**Task**
Would you quote the material below from its first line through the line containing "negative clicks: (180, 72) (152, 34)", exactly and with both ends included?

**Given records**

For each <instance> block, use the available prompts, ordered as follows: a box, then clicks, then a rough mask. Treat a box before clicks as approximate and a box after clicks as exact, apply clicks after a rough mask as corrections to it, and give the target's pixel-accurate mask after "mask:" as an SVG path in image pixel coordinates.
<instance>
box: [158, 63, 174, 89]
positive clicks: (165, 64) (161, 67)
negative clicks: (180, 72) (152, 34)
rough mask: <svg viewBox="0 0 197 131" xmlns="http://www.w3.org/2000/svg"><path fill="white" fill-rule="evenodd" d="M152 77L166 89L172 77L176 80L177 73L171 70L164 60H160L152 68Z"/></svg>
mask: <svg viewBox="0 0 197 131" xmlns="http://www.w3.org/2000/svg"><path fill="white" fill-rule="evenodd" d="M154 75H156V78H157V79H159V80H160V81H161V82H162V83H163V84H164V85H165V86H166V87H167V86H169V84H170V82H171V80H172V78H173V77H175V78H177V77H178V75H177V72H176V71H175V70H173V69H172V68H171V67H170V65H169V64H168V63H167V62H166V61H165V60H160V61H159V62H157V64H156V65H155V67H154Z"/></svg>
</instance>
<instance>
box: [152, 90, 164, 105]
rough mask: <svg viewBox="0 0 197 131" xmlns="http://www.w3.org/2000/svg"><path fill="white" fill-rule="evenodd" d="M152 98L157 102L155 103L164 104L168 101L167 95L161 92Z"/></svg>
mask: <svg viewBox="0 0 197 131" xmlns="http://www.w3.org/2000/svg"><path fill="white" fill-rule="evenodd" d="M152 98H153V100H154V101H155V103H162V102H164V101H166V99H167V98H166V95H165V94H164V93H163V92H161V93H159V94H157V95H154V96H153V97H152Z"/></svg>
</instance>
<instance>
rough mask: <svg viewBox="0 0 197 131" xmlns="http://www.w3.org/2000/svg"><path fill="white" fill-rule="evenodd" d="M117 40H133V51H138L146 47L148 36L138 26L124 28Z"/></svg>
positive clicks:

**Answer box**
For each <instance> block, use the available prompts, ordered as follows: a box, then clicks, then a rough mask. Treat a box before clicks as approximate and a box after clicks as exact, apply clicks after a rough mask as corrections to it, and give the target's pixel-accurate mask after "mask:" as an SVG path in image pixel coordinates.
<instance>
box: [158, 63, 174, 89]
positive clicks: (165, 64) (161, 67)
negative clicks: (180, 72) (152, 34)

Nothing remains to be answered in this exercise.